STATED GOAL: Locate the line containing "of the blue" in the data below. Reproduce it and every following line up to the end, exactly as given.

[BEGIN]

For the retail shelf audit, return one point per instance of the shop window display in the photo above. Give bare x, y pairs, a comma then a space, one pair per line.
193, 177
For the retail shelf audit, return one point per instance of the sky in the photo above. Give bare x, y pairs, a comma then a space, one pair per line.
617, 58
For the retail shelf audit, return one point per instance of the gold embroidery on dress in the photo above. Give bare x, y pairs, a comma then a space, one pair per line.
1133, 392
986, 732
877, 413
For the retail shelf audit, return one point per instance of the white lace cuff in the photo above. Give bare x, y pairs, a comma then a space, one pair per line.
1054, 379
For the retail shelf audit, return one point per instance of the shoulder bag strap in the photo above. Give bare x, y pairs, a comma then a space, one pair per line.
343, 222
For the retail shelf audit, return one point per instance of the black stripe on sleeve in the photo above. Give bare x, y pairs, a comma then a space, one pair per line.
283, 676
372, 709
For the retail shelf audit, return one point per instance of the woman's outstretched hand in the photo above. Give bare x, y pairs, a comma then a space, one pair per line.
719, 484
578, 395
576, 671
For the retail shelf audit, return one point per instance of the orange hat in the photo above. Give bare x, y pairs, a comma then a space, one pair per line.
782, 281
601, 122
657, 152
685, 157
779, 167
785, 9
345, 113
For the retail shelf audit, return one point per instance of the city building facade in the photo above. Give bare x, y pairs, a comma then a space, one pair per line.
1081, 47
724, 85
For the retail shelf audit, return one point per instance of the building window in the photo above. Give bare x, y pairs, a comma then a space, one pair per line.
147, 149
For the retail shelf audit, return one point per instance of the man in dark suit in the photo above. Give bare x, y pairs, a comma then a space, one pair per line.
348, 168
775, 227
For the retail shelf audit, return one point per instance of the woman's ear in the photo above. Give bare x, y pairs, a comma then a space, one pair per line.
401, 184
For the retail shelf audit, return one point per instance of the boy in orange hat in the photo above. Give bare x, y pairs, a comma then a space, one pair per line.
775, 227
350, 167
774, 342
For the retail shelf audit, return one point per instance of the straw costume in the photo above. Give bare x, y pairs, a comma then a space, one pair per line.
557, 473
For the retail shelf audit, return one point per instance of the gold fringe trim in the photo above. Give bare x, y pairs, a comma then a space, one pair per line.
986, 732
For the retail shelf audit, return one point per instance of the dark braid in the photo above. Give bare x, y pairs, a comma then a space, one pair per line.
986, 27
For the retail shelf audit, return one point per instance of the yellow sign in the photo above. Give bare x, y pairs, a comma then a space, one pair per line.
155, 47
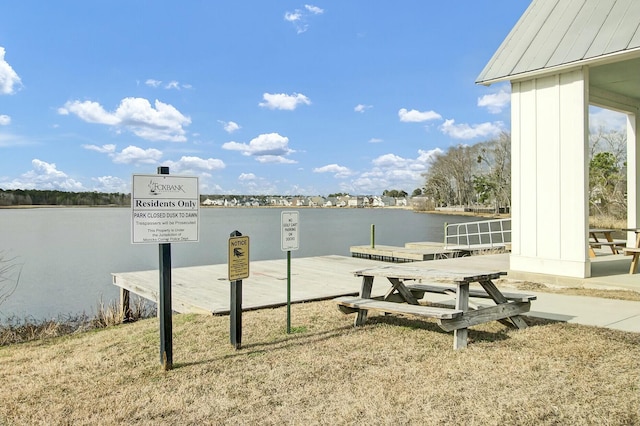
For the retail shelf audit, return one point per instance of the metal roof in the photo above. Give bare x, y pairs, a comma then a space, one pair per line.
561, 33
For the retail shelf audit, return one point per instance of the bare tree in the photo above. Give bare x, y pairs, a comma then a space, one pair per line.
607, 172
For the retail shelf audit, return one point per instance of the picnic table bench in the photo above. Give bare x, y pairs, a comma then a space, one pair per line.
608, 241
409, 284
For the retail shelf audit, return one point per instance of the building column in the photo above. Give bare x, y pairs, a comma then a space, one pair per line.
549, 119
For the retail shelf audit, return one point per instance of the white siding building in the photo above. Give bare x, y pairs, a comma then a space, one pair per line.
561, 57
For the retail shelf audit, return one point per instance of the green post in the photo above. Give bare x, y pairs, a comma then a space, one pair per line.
288, 291
373, 236
445, 233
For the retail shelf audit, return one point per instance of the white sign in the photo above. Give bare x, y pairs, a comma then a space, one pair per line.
290, 227
164, 209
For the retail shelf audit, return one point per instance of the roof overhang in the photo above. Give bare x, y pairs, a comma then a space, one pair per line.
613, 58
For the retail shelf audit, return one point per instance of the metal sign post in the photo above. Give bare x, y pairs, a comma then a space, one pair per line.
238, 270
289, 236
164, 209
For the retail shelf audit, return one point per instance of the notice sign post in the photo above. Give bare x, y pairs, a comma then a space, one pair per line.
289, 236
165, 209
238, 270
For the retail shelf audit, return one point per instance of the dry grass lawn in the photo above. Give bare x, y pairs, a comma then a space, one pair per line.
392, 371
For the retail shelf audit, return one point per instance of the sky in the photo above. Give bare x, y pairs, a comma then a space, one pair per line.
253, 97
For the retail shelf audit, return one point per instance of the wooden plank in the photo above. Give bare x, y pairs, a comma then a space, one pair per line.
499, 298
482, 315
418, 273
406, 294
398, 308
444, 289
460, 334
206, 289
365, 293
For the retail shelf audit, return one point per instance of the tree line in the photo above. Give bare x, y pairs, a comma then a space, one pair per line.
480, 175
471, 175
36, 197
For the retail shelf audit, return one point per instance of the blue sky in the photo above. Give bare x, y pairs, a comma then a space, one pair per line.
254, 97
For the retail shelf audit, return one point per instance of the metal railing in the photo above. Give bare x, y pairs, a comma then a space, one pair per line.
485, 234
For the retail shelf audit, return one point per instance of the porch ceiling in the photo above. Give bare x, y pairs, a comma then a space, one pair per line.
622, 78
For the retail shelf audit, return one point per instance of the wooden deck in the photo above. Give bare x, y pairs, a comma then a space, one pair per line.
205, 289
411, 252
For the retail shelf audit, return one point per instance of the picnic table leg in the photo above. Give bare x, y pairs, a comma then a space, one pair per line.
499, 298
404, 292
365, 293
462, 303
609, 238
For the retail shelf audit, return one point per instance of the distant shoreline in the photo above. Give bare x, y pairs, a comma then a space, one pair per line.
436, 212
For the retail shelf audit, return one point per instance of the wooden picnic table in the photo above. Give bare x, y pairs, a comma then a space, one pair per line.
599, 237
408, 284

[END]

SOLUTION BELOW:
For the retail shelf audit, return one point per instance of the blue sky in the photo above. Give bare x, y pairs, a comma then a space, one pair per line.
254, 97
For the retail shelf audit, return one point per instance of the metal railing in the photo above. Give bare x, y pairs, a comma then a space, one pair per line.
485, 234
For the retail shelf audit, return one point per instance of the porch ceiling in the photo above. Give bare x, y pairs, a comma then a space, one pair per line.
622, 78
For the retail shelf audit, return one point per instance of the wooden deck in the photo above. Give bare x, y pairs, a comma then a space, one pair per line.
205, 289
411, 252
For the retail shelf audit, return one point per instance of the picnic table leg in the photo above. Give bare x, y pairs, a comma then a space, one pair per line.
499, 298
404, 292
365, 293
462, 303
609, 238
For the retail shelf audit, return one point per instance of the distant shoreline in the photo above. Give bare x, y pairs, a comma then a space, one pair per line.
436, 212
For the retail shelf audit, return one point per instance of the wooden picnic table in the photo above. Give bare x, y pairs, a comma then a space, one pair per line.
599, 237
408, 284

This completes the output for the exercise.